::: SELECTED TEXT :::

Double-layered schema integration of heterogeneous XML sources

https://doi.org/10.1016/j.jss.2010.07.055Get rights and content

Abstract

Schema integration aims to create a mediated schema as a unified representation of existing heterogeneous sources sharing a common application domain. These sources have been increasingly written in XML due to its versatility and expressive power. Unfortunately, these sources often use different elements and structures to express the same concepts and relations, thus causing substantial semantic and structural conflicts. Such a challenge impedes the creation of high-quality mediated schemas and has not been adequately addressed by existing integration methods. In this paper, we propose a novel method, named XINTOR, for automating the integration of heterogeneous schemas. Given a set of XML sources and a set of correspondences between the source schemas, our method aims to create a complete and minimal mediated schema: it completely captures all of the concepts and relations in the sources without duplication, provided that the concepts do not overlap. Our contributions are fourfold. First, we resolve structural conflicts inherent in the source schemas. Second, we introduce a new statistics-based measure, called path cohesion, for selecting concepts and relations to be a part of the mediated schema. The path cohesion is statistically computed based on multiple path quality dimensions such as average path length and path frequency. Third, we resolve semantic conflicts by augmenting the semantics of similar concepts with context-dependent information. Finally, we propose a novel double-layered mediated schema to retain a wider range of concepts and relations than existing mediated schemas, which are at best either complete or minimal, but not both. Performed on both real and synthetic datasets, our experimental results show that XINTOR outperforms existing methods with respect to (i) the mediated-schema quality using precision, recall, F-measure, and schema minimality; and (ii) the execution performance based on execution time and scale-up performance.

Introduction

Extensible Markup Language (XML) has become a standard data format widely used in many organizations, thus leading to a growing need for exchanging and integrating multiple XML data sources across different application systems. Integrating these sources requires an integration of their schemas. Schema integration aims to create a so-called mediated schema which works as a uniform query interface to a multitude of data sources, freeing users from learning their underlying schemas. However, since these XML sources are independently developed, they are highly heterogeneous in both semantics and structure (see an example in Fig. 1). Despite a long-standing research effort in the field (Batini et al., 1986, Buneman et al., 1992, Hull, 1984, Kalinichenko, 1990, Miller et al., 1993, Lenzerini, 2002, Pottinger and Bernstein, 2002, Chiticariu et al., 2008, He and Chang, 2003, Magnani et al., 2005, Sarma et al., 2008, Saleem et al., 2008), schema heterogeneity still remains a major bottleneck in deploying large-scale integration systems (Doan et al., 2001).

Semantic and structural conflicts are two prevalent challenges that cause schema heterogeneity. Semantic conflicts arise when different sources describe the same concepts using different element names, or there is overlapping meaning between similar concepts in different sources. In Fig. 1, all of the three views describe the same domain on mobile phones but S1 refers to product catalogue, S2 to user reviews, and S3 to mobile plans. The same concept of a “mobile phone” can be described using different terms: CellPhone in S1, mobile-phone in S2 and mobile in S3. Similarly, structural conflicts happen when the same relations1 are expressed by different XML structures. For example, two different paths, mobile-phone/nearest-store in S2 and branch/plan/mobile in S3, describe the same relation “a mobile phone being sold in a store”. Obviously, when the number of sources increases, the problem of semantic and structural heterogeneity can become much worse.

::: ENTRIES SUPPLIED :::

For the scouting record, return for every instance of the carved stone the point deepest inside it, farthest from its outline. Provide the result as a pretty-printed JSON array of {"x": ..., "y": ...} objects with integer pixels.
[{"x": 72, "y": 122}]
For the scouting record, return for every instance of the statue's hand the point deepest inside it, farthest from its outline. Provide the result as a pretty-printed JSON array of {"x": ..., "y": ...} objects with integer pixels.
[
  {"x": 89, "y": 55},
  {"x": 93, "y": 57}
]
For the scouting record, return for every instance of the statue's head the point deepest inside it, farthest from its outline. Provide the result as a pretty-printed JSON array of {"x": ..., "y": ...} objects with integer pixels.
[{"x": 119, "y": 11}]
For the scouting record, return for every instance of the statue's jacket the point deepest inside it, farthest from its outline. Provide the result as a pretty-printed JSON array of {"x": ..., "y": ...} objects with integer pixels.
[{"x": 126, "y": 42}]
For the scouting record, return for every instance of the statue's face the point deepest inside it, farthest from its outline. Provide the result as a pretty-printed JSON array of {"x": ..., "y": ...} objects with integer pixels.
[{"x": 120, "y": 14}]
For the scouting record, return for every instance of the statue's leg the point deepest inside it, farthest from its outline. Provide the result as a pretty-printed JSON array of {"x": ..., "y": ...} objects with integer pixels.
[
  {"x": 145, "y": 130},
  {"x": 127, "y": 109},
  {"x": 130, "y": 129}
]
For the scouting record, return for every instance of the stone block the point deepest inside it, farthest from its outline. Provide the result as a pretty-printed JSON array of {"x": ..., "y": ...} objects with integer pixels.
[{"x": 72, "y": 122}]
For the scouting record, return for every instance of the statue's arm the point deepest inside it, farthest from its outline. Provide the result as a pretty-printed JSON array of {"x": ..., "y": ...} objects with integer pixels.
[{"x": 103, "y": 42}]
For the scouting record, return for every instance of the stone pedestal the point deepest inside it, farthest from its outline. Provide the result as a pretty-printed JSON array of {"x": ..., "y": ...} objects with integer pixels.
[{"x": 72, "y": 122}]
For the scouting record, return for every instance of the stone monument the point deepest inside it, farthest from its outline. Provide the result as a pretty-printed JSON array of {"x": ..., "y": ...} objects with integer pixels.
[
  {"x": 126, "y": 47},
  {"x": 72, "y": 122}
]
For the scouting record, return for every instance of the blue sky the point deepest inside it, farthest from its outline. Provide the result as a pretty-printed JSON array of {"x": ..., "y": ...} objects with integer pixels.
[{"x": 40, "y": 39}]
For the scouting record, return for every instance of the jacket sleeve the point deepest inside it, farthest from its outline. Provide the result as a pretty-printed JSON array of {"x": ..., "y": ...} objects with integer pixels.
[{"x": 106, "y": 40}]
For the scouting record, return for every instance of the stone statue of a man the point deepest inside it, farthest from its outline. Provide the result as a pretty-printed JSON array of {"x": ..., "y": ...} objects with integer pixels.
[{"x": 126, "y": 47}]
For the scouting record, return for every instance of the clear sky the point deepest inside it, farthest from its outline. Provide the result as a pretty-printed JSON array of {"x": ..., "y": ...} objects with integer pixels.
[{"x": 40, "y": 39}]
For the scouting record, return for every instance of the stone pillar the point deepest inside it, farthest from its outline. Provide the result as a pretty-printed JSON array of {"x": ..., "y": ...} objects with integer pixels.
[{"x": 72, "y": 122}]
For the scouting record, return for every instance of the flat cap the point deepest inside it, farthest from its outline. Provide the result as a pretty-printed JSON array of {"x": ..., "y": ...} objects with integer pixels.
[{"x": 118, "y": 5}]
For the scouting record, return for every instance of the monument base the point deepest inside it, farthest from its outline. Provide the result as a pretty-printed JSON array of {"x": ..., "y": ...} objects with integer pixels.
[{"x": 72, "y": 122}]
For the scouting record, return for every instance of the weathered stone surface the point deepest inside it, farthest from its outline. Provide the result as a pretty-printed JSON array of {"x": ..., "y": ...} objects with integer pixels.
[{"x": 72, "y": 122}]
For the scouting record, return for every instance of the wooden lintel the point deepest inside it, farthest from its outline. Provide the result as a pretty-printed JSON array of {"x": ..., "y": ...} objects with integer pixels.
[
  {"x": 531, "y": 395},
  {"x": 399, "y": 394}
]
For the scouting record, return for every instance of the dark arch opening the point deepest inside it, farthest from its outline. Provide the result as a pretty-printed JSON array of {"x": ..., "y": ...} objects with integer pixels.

:::

* _TASKS TO COMPLETE_:
[1] Count the lines of the records that contain the string "arch", and give only that number.
[2] Continue the text on XML schema integration, starting after its last sentence.
The records bear no relation to the text on XML schema integration.

* _RESULTS OF THE TASKS_:
[1] 1

[2]
To resolve these conflicts, we need to create a mediated schema that is both complete and minimal. Being “complete” means that the mediated schema contains all of the relations in the sources. Note that preserving all relations implies the preservation of all concepts. Being “minimal” means that each of these relations appears only once, without redundancy. This mediated schema is desirable because it preserves all of the information—relations and concepts—from the sources, in a compact form.

Current methods, due to the way they automatically resolve conflicts, produce mediated schemas that are still far from optimal. Consider the two mediated schemas in Fig. 2a1 and a2. The former mediated schema is complete but non-minimal. A natural integration strategy (e.g., PORSCHE (Saleem et al., 2008)) is based on pattern-growth techniques (Zaki, 2005) to expand its schema tree. Whenever the same concept appears again (e.g., STORE or NAME2), that concept will be duplicated and attached to the tree. At the same time, the newly created path (e.g., STORE/NAME, MOBILE/STORE) is also duplicated, making this schema non-minimal. The process ends when all of the source concepts are integrated, i.e. complete. The latter mediated schema is minimal but incomplete because it integrates only overlapping concepts while ignoring the source-specific ones. Answering user queries using these two mediated schemas either increases the unnecessary search space for the duplicate concepts and relations in the former case, or fails to answer source-specific queries in the latter.

In this paper, we propose a novel method called XINTOR (short for XML schema integrator) for integrating multiple heterogeneous XML sources. We introduce a new notion of a double-layered mediated schema that effectively integrates multiple heterogeneous XML sources. We assume that there is no overlap between concepts in different sources. Our approach favors the integration of relations over that of separate concepts because the relations—together with their associated concepts—carry richer domain information. Moreover, integrating a relation will naturally integrate the concepts embedded within that relation, but the reverse might not be true. In our paper context, the completeness measure refers to the extent to which both concepts and relations are preserved. Given a set of similarity scores between element names (also known as value correspondence (Pottinger and Bernstein, 2002)), we can create this mediated schema without human intervention.

Exploiting various structural properties, we resolve three types of structural conflict: nesting discrepancy, backward path and structural diversity. To select relations for the mediated schema, we introduce a new statistics-based measure, called path cohesion, to evaluate a relation on multiple quality dimensions: path frequency, association strength and semantic closeness. Our integration process also augments the concepts with context-dependent information, thus making them more contextually meaningful when associated with other concepts. We integrate the selected relations into our proposed double-layered mediated schema: the core layer captures the most domain-central concepts and structures while the secondary layer retains source-specific details. Our double-layered mediated schema aims to integrate all of the concepts and relations from the sources—in a minimal manner. Our experimental results show that our approach outperforms traditional methods in terms of (i) the output quality (measured by precision, recall, F-measure, and schema minimality), and (ii) the integration performance (measured by scale-up performance and execution time).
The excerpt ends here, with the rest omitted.